- **What is asked**:
Copy every one of the entries below word for word.

— Start of Entries provided —

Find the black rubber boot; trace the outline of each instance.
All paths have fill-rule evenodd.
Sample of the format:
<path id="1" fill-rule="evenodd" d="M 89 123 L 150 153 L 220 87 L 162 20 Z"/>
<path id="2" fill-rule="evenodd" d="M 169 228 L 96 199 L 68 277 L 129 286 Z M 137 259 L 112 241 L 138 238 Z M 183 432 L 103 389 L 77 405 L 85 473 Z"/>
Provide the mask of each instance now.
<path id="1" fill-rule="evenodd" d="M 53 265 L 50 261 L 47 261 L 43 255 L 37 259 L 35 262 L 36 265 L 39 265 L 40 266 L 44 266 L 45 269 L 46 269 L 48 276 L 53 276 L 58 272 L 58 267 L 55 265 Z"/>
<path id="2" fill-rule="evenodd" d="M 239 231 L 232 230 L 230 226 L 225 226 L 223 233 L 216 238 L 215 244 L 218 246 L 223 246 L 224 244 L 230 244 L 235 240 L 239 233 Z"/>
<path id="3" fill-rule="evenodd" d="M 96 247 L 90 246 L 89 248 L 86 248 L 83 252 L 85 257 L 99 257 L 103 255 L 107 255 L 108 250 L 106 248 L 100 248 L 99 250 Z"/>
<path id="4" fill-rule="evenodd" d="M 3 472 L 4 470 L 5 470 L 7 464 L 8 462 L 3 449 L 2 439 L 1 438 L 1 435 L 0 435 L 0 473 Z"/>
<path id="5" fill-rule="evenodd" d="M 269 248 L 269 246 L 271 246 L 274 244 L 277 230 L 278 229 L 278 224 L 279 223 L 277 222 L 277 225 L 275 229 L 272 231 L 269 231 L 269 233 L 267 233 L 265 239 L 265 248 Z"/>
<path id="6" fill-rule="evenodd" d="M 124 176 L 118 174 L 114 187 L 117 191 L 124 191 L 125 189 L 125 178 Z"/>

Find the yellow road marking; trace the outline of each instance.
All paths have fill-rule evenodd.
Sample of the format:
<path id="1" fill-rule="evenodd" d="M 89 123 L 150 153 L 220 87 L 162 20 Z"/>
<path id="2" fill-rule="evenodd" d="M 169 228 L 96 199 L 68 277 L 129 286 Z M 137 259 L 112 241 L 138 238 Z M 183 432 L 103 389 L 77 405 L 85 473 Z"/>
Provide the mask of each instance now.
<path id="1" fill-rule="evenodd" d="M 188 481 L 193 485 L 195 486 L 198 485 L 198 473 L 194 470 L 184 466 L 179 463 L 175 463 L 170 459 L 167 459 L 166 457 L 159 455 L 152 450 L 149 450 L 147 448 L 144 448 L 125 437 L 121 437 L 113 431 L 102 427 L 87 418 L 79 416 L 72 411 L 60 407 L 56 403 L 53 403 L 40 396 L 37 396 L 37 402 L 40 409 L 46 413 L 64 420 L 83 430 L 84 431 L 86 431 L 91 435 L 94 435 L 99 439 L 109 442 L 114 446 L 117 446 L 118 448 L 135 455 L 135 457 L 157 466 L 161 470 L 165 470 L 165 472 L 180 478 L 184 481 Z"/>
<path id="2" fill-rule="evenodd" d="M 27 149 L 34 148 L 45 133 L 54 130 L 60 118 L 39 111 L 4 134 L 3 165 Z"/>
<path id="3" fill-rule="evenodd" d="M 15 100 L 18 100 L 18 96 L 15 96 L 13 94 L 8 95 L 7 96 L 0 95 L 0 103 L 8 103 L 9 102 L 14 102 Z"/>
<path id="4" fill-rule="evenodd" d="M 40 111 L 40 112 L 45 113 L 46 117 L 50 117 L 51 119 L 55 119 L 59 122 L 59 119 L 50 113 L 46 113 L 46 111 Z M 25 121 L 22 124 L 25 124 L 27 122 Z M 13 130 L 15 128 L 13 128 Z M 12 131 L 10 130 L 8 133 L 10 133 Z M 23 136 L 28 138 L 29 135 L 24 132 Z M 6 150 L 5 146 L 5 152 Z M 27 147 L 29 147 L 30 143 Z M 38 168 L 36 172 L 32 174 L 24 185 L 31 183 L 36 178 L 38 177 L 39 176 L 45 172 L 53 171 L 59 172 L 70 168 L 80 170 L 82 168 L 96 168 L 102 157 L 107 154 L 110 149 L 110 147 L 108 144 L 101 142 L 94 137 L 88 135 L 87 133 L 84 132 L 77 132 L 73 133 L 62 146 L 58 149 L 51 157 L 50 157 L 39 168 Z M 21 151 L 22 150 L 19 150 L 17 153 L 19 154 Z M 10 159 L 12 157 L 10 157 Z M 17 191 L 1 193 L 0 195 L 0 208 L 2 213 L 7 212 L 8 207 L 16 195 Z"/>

— End of Entries provided —

- **Worked solution**:
Find the black rubber boot; trace the outline of each instance.
All paths have fill-rule evenodd.
Sample of the format:
<path id="1" fill-rule="evenodd" d="M 89 123 L 150 153 L 220 87 L 162 20 Z"/>
<path id="2" fill-rule="evenodd" d="M 169 228 L 96 199 L 68 277 L 129 286 Z M 137 259 L 112 241 L 138 238 Z M 183 432 L 103 389 L 77 405 L 85 473 Z"/>
Provide the mask of each instance now.
<path id="1" fill-rule="evenodd" d="M 53 265 L 50 261 L 47 261 L 43 255 L 37 259 L 35 262 L 36 265 L 39 265 L 40 266 L 44 266 L 45 269 L 46 269 L 48 276 L 53 276 L 58 272 L 58 267 L 55 265 Z"/>
<path id="2" fill-rule="evenodd" d="M 239 231 L 232 230 L 230 226 L 225 226 L 223 233 L 216 238 L 215 244 L 218 246 L 223 246 L 224 244 L 230 244 L 235 240 L 239 233 Z"/>
<path id="3" fill-rule="evenodd" d="M 96 247 L 90 246 L 89 248 L 86 248 L 83 252 L 85 257 L 99 257 L 103 255 L 107 255 L 108 250 L 106 248 L 100 248 L 99 250 Z"/>
<path id="4" fill-rule="evenodd" d="M 3 472 L 4 470 L 5 470 L 7 464 L 8 462 L 3 449 L 2 439 L 1 438 L 1 435 L 0 435 L 0 473 Z"/>
<path id="5" fill-rule="evenodd" d="M 269 248 L 269 246 L 271 246 L 274 244 L 277 230 L 278 229 L 278 224 L 279 223 L 277 222 L 277 225 L 275 229 L 272 231 L 269 231 L 269 233 L 267 233 L 265 239 L 265 248 Z"/>
<path id="6" fill-rule="evenodd" d="M 124 176 L 118 174 L 114 187 L 117 191 L 124 191 L 125 189 L 125 178 Z"/>

Find the yellow road marking; trace the outline of each instance.
All paths have fill-rule evenodd.
Sample of the format:
<path id="1" fill-rule="evenodd" d="M 89 123 L 150 153 L 220 87 L 162 20 Z"/>
<path id="2" fill-rule="evenodd" d="M 169 228 L 96 199 L 68 277 L 129 286 Z M 137 259 L 112 241 L 138 238 Z M 183 432 L 103 389 L 77 405 L 85 473 Z"/>
Provide the mask of each instance now.
<path id="1" fill-rule="evenodd" d="M 188 481 L 193 485 L 195 486 L 198 485 L 198 473 L 194 470 L 184 466 L 179 463 L 175 463 L 170 459 L 167 459 L 166 457 L 159 455 L 152 450 L 149 450 L 147 448 L 144 448 L 125 437 L 121 437 L 113 431 L 102 427 L 87 418 L 79 416 L 72 411 L 60 407 L 56 403 L 53 403 L 40 396 L 37 396 L 37 402 L 40 409 L 46 413 L 64 420 L 83 430 L 84 431 L 86 431 L 91 435 L 94 435 L 99 439 L 109 442 L 114 446 L 117 446 L 118 448 L 135 455 L 135 457 L 157 466 L 161 470 L 165 470 L 165 472 L 180 478 L 184 481 Z"/>
<path id="2" fill-rule="evenodd" d="M 27 149 L 34 148 L 45 133 L 54 130 L 60 118 L 39 111 L 4 134 L 3 165 Z"/>
<path id="3" fill-rule="evenodd" d="M 15 100 L 18 100 L 18 96 L 15 96 L 13 94 L 8 95 L 7 96 L 0 95 L 0 103 L 8 103 L 9 102 L 14 102 Z"/>
<path id="4" fill-rule="evenodd" d="M 40 111 L 40 112 L 45 113 L 46 117 L 50 117 L 51 119 L 55 119 L 59 122 L 59 119 L 50 113 L 46 113 L 46 111 Z M 25 121 L 22 124 L 25 124 L 27 122 Z M 13 130 L 15 128 L 13 128 Z M 12 131 L 10 130 L 8 133 L 10 133 Z M 23 136 L 28 138 L 29 135 L 24 132 Z M 6 150 L 5 146 L 5 152 Z M 27 147 L 29 147 L 30 143 Z M 38 168 L 36 172 L 32 174 L 24 185 L 31 183 L 36 178 L 38 177 L 39 176 L 45 172 L 53 171 L 59 172 L 70 168 L 80 170 L 82 168 L 96 168 L 102 157 L 107 154 L 110 149 L 110 147 L 108 144 L 101 142 L 94 137 L 88 135 L 87 133 L 84 132 L 77 132 L 73 133 L 62 146 L 58 149 L 51 157 L 50 157 L 39 168 Z M 21 151 L 22 150 L 19 150 L 17 153 L 19 154 Z M 10 159 L 12 157 L 10 157 Z M 17 191 L 1 193 L 0 195 L 0 208 L 2 213 L 7 212 L 8 207 L 16 195 Z"/>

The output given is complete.